## DIRECTIVE
Locate every line in the entries below that contains the string "frond" and copy each one. Case counts.

Excerpts of annotation records:
══════

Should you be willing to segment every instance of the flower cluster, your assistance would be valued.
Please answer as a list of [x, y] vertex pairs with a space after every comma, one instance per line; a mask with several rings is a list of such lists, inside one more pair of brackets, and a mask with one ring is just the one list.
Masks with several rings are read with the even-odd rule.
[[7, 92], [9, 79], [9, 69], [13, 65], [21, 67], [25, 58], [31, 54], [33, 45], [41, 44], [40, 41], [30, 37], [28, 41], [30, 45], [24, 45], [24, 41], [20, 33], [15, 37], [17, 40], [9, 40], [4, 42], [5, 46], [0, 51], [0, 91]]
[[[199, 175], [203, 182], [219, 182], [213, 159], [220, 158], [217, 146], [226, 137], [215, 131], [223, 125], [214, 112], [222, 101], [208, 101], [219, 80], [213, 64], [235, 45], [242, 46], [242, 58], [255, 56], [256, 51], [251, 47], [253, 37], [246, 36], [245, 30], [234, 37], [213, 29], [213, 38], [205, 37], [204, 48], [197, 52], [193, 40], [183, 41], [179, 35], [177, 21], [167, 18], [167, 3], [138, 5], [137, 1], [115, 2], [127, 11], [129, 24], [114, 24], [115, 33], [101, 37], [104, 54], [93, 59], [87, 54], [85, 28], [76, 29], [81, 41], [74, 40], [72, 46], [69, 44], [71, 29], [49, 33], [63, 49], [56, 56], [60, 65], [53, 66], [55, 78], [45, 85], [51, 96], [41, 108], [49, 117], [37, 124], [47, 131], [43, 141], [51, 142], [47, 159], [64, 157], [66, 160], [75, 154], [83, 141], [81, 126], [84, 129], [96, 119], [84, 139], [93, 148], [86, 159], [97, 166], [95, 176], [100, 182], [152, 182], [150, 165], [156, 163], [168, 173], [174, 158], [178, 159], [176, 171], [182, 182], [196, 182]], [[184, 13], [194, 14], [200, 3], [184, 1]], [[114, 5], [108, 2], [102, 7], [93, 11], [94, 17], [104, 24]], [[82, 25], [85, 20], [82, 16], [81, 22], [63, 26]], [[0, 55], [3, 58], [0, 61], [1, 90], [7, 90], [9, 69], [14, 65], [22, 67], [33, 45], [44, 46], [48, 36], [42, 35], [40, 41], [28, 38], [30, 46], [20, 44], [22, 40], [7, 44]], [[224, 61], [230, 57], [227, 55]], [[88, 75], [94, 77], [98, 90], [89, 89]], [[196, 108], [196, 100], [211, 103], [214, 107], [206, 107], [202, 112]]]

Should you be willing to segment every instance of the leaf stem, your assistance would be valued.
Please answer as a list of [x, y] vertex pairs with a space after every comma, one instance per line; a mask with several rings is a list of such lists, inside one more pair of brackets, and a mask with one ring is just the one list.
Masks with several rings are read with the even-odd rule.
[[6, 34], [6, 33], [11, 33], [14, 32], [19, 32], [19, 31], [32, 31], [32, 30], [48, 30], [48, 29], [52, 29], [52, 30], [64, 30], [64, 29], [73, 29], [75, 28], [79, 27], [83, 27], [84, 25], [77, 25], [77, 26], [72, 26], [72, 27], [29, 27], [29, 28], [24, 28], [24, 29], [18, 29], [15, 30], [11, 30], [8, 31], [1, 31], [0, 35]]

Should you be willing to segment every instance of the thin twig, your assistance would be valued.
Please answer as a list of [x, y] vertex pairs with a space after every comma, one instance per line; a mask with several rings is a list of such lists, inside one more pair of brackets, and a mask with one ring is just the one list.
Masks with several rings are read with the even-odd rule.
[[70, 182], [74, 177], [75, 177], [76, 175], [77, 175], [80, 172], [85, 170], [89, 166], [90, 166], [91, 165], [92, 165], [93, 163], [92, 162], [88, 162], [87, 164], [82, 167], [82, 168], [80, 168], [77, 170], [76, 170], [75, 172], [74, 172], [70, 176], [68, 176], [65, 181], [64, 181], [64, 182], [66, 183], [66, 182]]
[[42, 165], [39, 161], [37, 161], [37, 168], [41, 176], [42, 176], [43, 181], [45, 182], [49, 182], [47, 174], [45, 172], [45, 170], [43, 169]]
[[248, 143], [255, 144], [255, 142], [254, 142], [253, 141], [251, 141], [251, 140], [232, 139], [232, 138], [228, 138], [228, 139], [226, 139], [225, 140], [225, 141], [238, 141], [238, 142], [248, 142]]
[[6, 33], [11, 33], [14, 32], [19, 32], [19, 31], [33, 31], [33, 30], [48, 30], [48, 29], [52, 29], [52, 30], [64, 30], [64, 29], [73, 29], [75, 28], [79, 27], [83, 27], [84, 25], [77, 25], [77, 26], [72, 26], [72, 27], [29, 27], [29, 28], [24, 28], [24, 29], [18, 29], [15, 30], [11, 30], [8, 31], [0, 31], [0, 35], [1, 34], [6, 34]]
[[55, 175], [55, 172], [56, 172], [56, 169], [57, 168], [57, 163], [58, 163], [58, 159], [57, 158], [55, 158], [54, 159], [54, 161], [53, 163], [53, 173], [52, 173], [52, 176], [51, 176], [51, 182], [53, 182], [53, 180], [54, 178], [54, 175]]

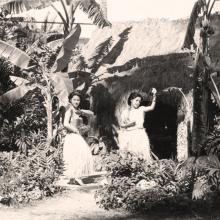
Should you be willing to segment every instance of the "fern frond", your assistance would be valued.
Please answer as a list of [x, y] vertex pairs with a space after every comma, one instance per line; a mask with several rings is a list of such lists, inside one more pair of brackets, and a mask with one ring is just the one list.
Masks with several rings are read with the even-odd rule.
[[111, 23], [105, 18], [100, 5], [95, 0], [81, 0], [79, 7], [88, 14], [88, 17], [98, 27], [111, 26]]
[[101, 65], [102, 59], [109, 53], [112, 46], [113, 38], [108, 37], [104, 42], [99, 44], [95, 49], [95, 55], [89, 59], [89, 68], [92, 73], [95, 73]]
[[204, 6], [205, 6], [204, 0], [198, 0], [197, 2], [195, 2], [193, 9], [192, 9], [192, 12], [191, 12], [191, 15], [190, 15], [190, 18], [189, 18], [189, 22], [188, 22], [188, 26], [187, 26], [186, 35], [185, 35], [182, 49], [184, 49], [184, 48], [190, 49], [191, 45], [193, 45], [195, 47], [194, 35], [195, 35], [195, 29], [196, 29], [196, 21], [197, 21], [199, 14]]
[[120, 56], [125, 42], [128, 40], [128, 35], [131, 31], [132, 27], [126, 28], [121, 34], [119, 34], [119, 41], [115, 44], [115, 46], [111, 49], [111, 51], [104, 57], [102, 60], [103, 64], [113, 64], [116, 59]]
[[88, 68], [88, 64], [85, 61], [85, 58], [81, 55], [78, 58], [77, 64], [76, 64], [76, 69], [77, 70], [85, 70], [86, 68]]

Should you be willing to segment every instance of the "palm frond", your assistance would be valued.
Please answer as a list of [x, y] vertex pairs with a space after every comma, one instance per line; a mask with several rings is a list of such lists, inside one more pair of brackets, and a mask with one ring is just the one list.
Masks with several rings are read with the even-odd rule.
[[111, 23], [105, 18], [100, 5], [95, 0], [81, 0], [79, 7], [88, 14], [93, 23], [98, 27], [111, 26]]
[[95, 73], [101, 65], [102, 59], [109, 53], [112, 46], [113, 38], [108, 37], [104, 42], [99, 44], [95, 49], [95, 55], [89, 59], [89, 68]]
[[2, 0], [0, 6], [3, 6], [10, 14], [19, 14], [32, 8], [44, 8], [57, 0]]
[[79, 24], [77, 24], [63, 41], [63, 46], [57, 57], [55, 66], [53, 66], [54, 72], [62, 71], [64, 68], [67, 67], [72, 56], [72, 51], [79, 41], [80, 34], [81, 27]]
[[195, 2], [190, 18], [189, 18], [182, 49], [183, 48], [190, 49], [191, 45], [195, 47], [194, 35], [195, 35], [195, 29], [196, 29], [196, 22], [204, 6], [205, 6], [204, 0], [198, 0], [197, 2]]

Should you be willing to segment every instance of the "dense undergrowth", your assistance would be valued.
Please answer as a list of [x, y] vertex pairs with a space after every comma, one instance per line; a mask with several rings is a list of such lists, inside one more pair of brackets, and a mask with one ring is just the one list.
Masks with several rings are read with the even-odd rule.
[[213, 155], [146, 163], [130, 153], [111, 154], [105, 167], [107, 182], [95, 194], [104, 209], [192, 212], [220, 204], [220, 162]]
[[0, 153], [0, 202], [18, 205], [39, 200], [62, 190], [55, 180], [62, 172], [61, 149], [38, 144], [28, 156]]

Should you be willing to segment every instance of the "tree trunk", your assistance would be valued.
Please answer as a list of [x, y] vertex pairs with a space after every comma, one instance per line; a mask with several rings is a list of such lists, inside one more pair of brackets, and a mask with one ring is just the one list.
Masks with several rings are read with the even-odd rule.
[[200, 155], [208, 133], [208, 69], [204, 66], [204, 55], [198, 52], [193, 86], [193, 131], [192, 151]]
[[47, 140], [52, 141], [53, 138], [53, 119], [52, 119], [52, 97], [48, 93], [46, 99], [46, 111], [47, 111]]

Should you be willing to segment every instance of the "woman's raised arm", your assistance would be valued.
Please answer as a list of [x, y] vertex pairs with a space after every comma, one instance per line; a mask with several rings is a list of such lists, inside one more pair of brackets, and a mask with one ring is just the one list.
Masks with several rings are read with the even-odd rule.
[[65, 116], [64, 116], [64, 122], [63, 122], [63, 126], [70, 132], [73, 132], [73, 133], [79, 133], [79, 130], [74, 127], [73, 125], [70, 124], [70, 119], [71, 119], [71, 116], [72, 116], [72, 109], [68, 109], [65, 113]]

══════

## RESULT OF THIS EXERCISE
Should you be willing to segment every instance of the "fern frond", your assistance would be valued.
Should you be willing to segment every instance of the "palm frond", your assistance would be valued.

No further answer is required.